Return, without alteration, the lines beginning with the one that contains "Give one point for each instance of the green grass" and continuing through the one that contains "Give one point for each instance of the submerged", both included. Omit the pictures from your answer.

Stored entries:
******************************

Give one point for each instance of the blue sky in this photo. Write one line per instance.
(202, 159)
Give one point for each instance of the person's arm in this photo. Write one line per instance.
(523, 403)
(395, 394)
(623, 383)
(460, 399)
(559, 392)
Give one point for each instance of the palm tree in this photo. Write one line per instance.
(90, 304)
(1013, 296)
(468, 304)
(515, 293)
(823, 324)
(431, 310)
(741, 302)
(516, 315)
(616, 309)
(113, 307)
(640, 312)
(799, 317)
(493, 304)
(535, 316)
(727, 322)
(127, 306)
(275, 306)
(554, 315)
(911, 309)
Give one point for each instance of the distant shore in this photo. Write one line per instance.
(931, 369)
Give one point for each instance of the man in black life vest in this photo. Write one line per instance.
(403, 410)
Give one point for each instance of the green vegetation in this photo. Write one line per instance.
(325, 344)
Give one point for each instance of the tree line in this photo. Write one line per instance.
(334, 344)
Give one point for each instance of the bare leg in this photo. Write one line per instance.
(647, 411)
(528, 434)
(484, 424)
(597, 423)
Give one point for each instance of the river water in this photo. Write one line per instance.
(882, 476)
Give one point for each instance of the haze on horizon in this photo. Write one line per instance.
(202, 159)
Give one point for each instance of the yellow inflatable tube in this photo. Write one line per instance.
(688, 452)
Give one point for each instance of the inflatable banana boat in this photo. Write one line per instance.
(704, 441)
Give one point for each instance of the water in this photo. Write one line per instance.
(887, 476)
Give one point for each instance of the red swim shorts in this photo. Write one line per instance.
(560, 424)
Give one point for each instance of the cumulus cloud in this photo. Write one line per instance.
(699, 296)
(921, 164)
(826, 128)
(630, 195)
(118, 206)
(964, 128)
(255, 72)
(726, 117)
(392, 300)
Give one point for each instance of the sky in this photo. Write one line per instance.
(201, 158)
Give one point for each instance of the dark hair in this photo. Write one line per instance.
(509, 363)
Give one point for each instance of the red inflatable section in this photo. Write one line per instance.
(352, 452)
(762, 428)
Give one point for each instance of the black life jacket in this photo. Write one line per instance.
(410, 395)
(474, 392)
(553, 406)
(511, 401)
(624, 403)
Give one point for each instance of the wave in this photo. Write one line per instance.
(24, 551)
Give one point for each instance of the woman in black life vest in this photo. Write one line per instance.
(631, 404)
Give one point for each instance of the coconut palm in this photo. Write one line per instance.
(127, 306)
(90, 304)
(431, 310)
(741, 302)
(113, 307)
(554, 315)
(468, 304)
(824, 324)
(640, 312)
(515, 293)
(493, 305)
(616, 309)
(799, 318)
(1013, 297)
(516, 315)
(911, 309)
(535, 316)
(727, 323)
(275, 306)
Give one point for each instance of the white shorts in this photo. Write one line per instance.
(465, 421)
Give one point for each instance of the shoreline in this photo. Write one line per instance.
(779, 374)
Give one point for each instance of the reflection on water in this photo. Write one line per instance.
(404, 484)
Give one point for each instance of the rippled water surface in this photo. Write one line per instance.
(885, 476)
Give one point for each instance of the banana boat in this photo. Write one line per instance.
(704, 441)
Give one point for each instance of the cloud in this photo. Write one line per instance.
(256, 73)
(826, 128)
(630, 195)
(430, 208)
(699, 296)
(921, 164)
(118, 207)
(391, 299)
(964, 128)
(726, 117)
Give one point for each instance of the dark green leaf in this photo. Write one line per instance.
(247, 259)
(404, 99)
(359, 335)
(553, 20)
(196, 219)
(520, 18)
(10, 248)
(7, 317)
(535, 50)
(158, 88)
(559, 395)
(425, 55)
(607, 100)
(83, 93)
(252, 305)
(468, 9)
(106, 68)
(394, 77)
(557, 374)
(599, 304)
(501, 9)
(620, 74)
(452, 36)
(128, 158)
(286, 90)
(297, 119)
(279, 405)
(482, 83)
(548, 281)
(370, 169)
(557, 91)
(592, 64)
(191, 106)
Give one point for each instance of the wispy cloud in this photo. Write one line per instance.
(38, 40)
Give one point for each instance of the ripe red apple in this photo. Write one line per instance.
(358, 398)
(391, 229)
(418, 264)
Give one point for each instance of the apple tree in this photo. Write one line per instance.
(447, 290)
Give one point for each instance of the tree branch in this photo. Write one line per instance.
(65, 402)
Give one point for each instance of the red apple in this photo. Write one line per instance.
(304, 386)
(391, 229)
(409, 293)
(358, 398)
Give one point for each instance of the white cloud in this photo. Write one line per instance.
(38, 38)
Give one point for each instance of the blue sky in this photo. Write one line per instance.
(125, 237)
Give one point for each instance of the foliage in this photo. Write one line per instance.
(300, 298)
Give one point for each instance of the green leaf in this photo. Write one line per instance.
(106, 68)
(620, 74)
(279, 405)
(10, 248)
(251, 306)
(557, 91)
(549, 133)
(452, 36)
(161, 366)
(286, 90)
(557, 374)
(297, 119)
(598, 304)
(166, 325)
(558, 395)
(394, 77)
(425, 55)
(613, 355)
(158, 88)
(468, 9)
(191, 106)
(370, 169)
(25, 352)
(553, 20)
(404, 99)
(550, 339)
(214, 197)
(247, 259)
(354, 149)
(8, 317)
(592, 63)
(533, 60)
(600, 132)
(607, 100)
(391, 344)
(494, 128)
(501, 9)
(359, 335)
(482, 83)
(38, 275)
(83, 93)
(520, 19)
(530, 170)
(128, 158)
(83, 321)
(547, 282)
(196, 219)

******************************

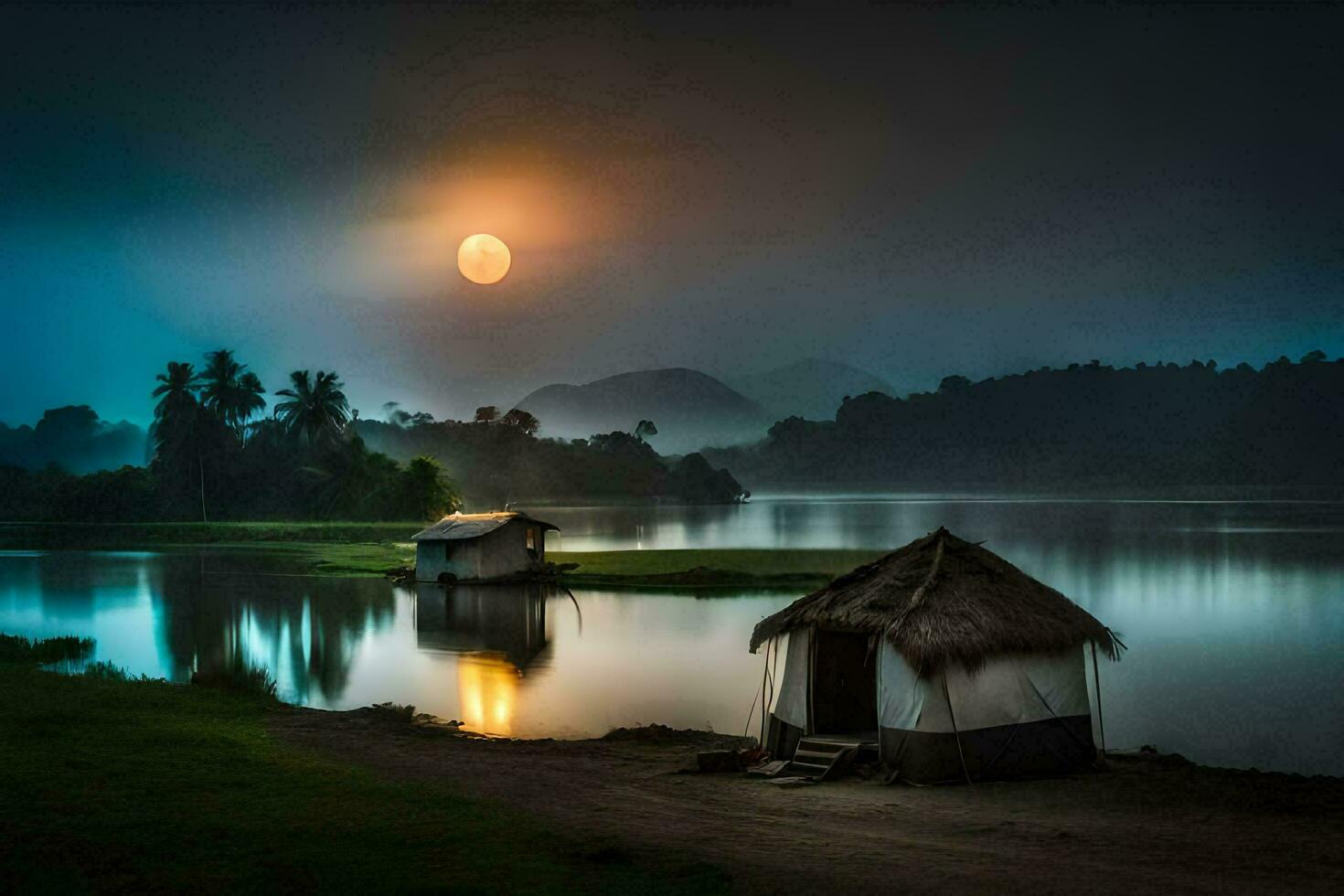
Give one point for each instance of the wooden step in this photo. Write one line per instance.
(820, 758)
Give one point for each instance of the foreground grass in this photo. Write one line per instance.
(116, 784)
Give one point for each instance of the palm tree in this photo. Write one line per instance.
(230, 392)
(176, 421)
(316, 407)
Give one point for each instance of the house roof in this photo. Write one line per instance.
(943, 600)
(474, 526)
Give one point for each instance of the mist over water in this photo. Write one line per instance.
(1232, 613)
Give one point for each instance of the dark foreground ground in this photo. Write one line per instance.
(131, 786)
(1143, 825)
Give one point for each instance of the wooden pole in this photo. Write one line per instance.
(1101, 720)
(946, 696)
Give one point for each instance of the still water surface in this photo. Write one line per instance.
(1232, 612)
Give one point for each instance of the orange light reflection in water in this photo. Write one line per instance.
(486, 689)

******************************

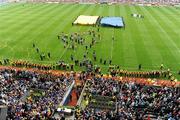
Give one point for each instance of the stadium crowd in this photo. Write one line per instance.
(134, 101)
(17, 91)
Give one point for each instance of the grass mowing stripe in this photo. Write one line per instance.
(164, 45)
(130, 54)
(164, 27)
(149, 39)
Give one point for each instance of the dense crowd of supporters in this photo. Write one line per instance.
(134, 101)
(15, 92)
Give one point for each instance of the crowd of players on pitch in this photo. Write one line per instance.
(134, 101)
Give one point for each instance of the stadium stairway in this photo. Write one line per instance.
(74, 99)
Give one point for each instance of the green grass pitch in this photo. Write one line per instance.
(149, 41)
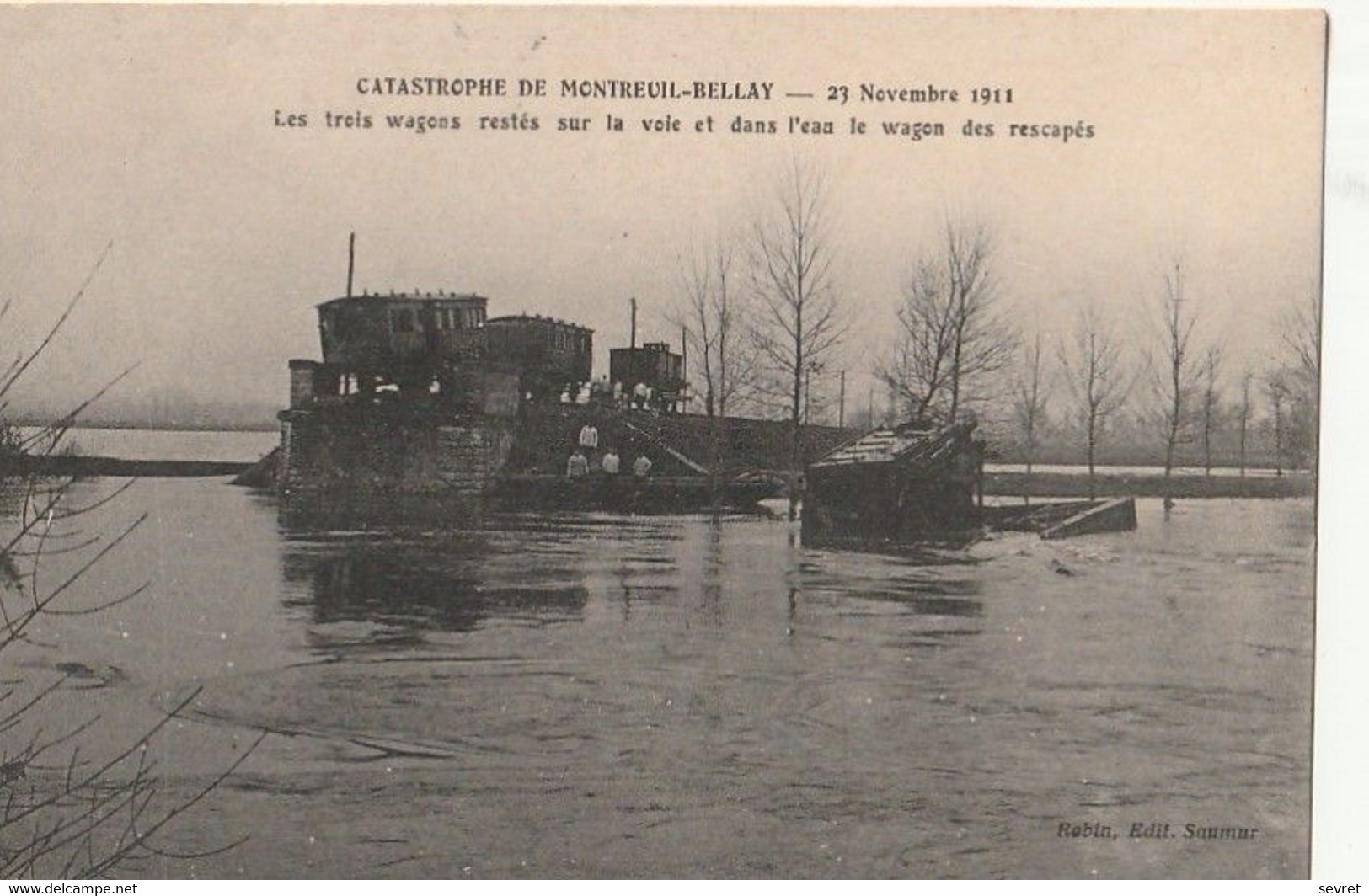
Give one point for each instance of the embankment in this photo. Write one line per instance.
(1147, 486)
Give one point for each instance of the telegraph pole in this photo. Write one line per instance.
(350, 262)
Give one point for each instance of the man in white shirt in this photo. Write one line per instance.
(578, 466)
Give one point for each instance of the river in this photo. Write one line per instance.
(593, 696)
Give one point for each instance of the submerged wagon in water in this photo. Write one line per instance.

******************************

• Result:
Give one point for each instance of the green grass pitch in this photo. Write one line per instance.
(149, 41)
Give one point for each instance of the embankment in this photo. Write one line per instance.
(1147, 486)
Give one point for each instance of the telegraph pole in this photo. Write one line per instance.
(350, 262)
Give one point for each instance of the man in white shirt in this photo. Write one line per instance.
(578, 466)
Give one point for each instance of the river in this photo. Write one line per instance.
(593, 696)
Give one point for each instance of the submerged wagon in water in this photo. Write one line per instance.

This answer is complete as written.